** Exercise data follows **

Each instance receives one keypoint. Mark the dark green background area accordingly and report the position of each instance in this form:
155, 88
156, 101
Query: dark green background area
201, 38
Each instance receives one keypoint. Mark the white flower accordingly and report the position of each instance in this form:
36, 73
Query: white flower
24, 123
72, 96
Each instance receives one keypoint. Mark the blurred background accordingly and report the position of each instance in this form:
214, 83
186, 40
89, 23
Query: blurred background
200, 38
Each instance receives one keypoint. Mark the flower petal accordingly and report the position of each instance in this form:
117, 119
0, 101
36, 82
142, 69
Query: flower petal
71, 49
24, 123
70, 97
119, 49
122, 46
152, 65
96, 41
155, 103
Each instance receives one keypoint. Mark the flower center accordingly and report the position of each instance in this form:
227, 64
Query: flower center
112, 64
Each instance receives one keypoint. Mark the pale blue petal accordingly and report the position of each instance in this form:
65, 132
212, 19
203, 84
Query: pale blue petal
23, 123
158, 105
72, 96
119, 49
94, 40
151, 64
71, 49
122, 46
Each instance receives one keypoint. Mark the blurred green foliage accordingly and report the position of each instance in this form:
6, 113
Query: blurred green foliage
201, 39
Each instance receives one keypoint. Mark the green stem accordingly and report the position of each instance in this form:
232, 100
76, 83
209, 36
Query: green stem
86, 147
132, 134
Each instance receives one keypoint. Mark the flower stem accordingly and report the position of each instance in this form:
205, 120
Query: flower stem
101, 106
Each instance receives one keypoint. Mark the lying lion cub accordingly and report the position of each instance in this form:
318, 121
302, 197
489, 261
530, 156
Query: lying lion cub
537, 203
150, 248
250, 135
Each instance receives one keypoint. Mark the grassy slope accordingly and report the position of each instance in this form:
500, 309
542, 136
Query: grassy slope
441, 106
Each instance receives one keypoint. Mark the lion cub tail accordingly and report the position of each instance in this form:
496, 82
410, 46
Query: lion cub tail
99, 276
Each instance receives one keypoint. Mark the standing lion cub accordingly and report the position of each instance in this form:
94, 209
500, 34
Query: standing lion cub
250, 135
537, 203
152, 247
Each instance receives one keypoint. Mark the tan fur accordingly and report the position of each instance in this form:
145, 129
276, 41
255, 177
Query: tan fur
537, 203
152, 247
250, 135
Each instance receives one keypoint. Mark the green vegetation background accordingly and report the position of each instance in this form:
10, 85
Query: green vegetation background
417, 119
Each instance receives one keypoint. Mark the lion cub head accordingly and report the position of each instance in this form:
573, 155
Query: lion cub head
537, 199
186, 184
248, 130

** End of Exercise data **

All entries should be given again precisely as they appear above.

Each instance receives one keypoint. Mark the dark green background area accordingly and report the position of each instance in this form:
155, 88
156, 101
Query: dark green background area
201, 38
Each instance receives one keypoint. Mark the white flower accordingly and report the position of each instance in this form:
36, 73
Query: white flower
24, 123
72, 96
Each instance receives one keypoint. Mark the blurred background accordingly and report the position of each instance in this form:
214, 83
186, 40
89, 23
Query: blurred background
200, 38
Each instance receives one keypoint. Mark the flower petal accordingly and report the position of each instance in this form:
117, 119
0, 101
36, 82
142, 69
Query: flower petal
71, 49
24, 123
70, 97
119, 49
122, 46
152, 65
96, 41
155, 103
Each instance receives one keypoint. Mark the flower center accordingly and report the position of each instance in this form:
227, 64
Query: flower center
112, 64
Each instance receives one keypoint. Mark the pale blue petal accordingly and report the position of each instance in this form:
65, 132
212, 19
203, 84
Query: pale blue petal
23, 123
158, 105
72, 96
119, 49
94, 40
151, 64
71, 49
122, 46
Each instance receives one keypoint. Mark the blurred green foliage accordingly and report the position of each instance in this form:
6, 113
Query: blurred green foliage
201, 39
Each instance receives one keypoint. Mark the green stem accordingly and report the position of each instance in this form:
232, 100
76, 83
209, 36
Query: green stem
86, 147
132, 134
Each instance receives one keypoint. Mark the flower stem accordingly and report the position of each instance in this form:
205, 120
Query: flower stem
101, 106
Each instance receives one keypoint. Mark the lying lion cub accordingly and report the position of each instance in this form:
318, 121
302, 197
489, 261
530, 156
Query: lying lion cub
537, 203
150, 248
250, 135
Each instance receives one keypoint. Mark the grassy slope accordingly and report the position of each instance in this form:
500, 309
542, 136
Query: grassy slope
441, 106
Each instance receives one keypoint. Mark the lion cub tail accordingly and report the position of each instance in this form:
496, 82
410, 46
Query: lion cub tail
99, 276
Each instance receives one keypoint. Mark the standing lion cub accordingly and report the position of each instance in this form:
94, 209
500, 34
Query: standing lion cub
250, 135
537, 203
152, 247
Each instance receives one keypoint. Mark the tan fur accordingly and report the position of each instance in this form:
145, 129
276, 41
255, 177
Query: tan fur
537, 203
152, 247
250, 135
Each instance receives one keypoint. Mark the green vegetation background accordingly and report the position of each instance in this form:
10, 85
Query: green vegetation background
417, 119
Each instance receives one keypoint. Mark the lion cub head accordingly and report the position of each instance in this form:
573, 155
Query: lion cub head
537, 199
186, 184
248, 130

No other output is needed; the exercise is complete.